__Exercise task__.
Please quote the lines below word for word, from the very first line down through the line that contains "[[33, 94], [49, 122], [79, 101], [58, 72], [25, 82]]".

[Source data]
* begin *

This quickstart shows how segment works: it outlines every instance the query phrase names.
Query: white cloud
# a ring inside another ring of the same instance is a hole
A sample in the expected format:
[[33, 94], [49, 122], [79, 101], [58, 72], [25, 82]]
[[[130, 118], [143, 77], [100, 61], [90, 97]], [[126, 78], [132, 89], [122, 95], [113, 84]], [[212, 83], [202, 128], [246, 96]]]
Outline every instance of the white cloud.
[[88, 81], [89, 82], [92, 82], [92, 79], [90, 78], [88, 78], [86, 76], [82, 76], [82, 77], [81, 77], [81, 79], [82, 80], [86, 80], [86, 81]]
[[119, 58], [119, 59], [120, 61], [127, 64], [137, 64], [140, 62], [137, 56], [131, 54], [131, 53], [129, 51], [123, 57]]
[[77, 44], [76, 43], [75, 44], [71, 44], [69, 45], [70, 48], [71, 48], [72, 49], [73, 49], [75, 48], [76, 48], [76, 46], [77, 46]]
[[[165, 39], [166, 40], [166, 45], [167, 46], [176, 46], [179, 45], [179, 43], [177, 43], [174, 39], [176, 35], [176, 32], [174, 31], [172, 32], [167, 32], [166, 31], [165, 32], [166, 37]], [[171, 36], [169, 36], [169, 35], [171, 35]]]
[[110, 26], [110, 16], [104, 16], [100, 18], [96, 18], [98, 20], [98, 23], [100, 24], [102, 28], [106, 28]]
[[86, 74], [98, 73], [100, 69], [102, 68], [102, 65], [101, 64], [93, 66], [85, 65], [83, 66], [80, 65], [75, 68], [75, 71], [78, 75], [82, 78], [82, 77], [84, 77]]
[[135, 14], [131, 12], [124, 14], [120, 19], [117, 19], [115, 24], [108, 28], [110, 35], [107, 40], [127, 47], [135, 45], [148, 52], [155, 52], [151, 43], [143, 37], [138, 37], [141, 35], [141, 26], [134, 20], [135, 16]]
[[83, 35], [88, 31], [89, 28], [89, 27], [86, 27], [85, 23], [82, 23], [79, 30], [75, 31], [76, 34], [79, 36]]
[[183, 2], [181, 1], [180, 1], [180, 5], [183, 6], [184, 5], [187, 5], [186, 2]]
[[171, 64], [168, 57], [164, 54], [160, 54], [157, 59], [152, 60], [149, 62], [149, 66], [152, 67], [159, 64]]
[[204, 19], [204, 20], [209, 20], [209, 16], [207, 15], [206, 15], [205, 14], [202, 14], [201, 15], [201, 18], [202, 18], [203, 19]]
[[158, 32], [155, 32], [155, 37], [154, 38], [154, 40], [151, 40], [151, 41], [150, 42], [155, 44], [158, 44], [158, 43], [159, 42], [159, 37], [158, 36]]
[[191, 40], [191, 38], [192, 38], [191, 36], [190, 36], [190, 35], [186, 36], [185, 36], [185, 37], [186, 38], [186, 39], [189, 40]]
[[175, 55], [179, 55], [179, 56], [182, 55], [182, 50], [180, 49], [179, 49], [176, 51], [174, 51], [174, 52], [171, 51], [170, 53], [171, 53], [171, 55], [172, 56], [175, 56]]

* end *

__Expected answer__.
This quickstart shows how segment works: it outlines every instance the query phrase names.
Query: white cloud
# a ring inside another ring of the same instance is a hole
A sample in the expected format:
[[33, 94], [49, 122], [79, 101], [58, 72], [25, 82]]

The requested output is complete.